= PROBLEM DETAILS =
Locate each line in the items below that contains the word "blue", and copy every such line.

(Items from a point labeling set)
%%
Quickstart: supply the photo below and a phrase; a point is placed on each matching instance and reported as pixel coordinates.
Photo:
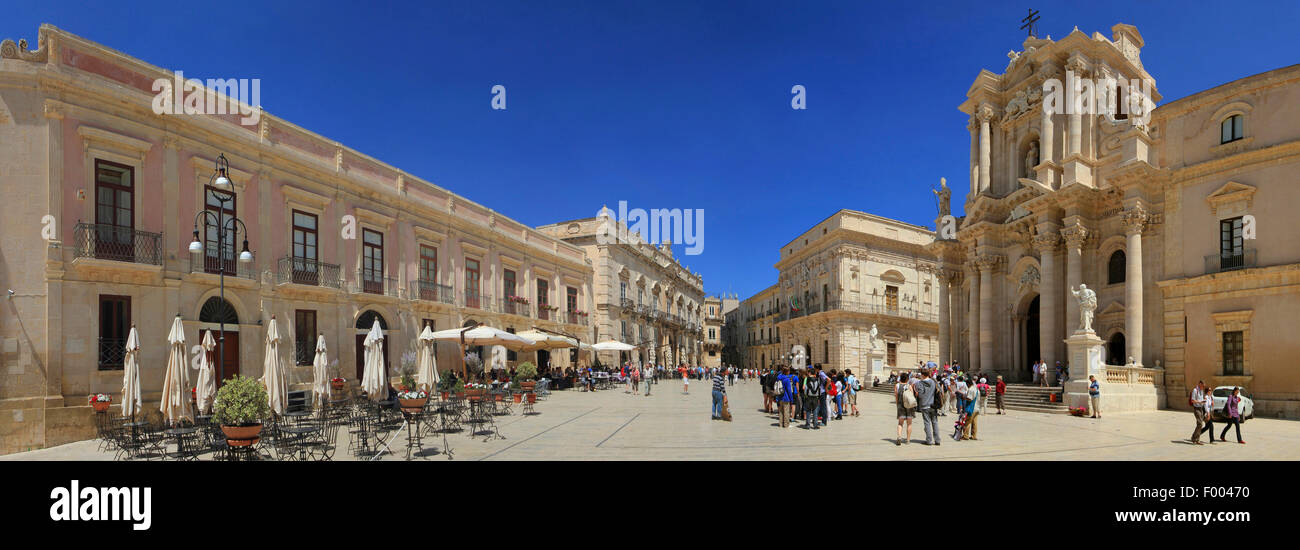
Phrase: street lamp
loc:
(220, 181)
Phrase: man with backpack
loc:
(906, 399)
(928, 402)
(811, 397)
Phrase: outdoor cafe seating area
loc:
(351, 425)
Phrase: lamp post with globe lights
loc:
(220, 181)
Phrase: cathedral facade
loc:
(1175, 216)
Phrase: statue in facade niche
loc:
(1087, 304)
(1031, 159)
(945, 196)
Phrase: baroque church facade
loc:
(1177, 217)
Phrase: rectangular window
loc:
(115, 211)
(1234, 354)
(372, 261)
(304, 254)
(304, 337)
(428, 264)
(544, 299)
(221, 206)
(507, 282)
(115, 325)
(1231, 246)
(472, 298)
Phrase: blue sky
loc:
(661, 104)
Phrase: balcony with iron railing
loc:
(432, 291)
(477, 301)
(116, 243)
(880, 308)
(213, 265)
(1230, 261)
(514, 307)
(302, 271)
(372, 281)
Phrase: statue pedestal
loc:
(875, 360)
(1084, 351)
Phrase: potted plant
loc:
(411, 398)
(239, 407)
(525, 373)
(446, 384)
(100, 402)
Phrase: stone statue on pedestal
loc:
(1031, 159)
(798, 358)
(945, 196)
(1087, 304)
%%
%%
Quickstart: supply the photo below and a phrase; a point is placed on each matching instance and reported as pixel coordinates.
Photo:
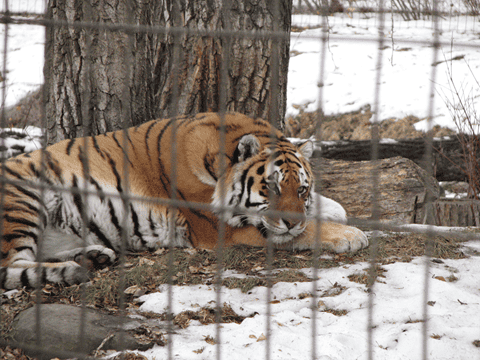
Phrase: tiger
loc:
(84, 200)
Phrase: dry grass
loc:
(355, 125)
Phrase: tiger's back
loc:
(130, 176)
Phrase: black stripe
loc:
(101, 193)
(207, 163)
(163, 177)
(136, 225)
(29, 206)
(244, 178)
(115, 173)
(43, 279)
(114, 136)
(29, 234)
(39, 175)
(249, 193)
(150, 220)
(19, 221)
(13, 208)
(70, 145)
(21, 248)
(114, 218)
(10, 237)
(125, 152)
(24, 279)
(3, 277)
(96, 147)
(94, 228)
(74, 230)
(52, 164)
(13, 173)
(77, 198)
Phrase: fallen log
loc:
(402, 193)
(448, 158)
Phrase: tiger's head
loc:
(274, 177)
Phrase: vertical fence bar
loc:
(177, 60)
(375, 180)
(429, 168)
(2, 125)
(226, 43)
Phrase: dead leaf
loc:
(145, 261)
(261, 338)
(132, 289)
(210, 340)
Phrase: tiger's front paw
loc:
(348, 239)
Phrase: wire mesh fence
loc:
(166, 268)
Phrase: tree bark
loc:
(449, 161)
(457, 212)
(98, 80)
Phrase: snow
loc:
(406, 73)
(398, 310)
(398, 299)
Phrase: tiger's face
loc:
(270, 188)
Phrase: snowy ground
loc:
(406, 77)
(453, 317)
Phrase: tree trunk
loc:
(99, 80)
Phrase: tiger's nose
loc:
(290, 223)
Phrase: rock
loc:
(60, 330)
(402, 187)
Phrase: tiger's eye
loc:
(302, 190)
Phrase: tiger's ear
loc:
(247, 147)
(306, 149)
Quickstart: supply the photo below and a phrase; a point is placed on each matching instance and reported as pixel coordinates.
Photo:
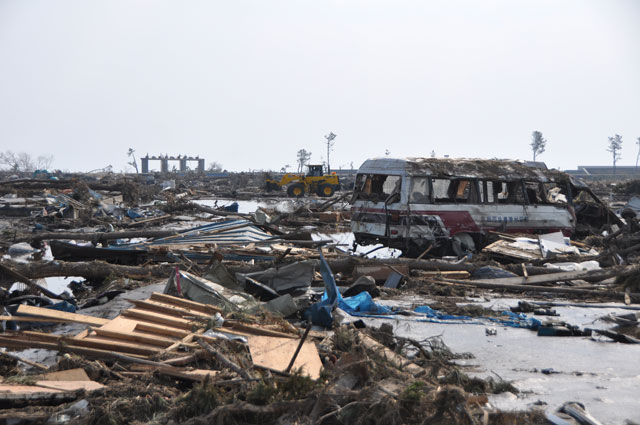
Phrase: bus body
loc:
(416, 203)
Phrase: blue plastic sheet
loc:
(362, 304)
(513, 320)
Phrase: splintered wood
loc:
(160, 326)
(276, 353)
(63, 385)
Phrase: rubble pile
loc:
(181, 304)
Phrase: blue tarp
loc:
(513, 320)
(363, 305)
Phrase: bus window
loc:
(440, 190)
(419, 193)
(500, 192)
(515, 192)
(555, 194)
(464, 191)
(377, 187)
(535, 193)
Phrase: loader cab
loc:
%%
= EXERCISE OUTPUT =
Phrase: blue sky
Phrase: blue plastic sheet
Phrase: blue tarp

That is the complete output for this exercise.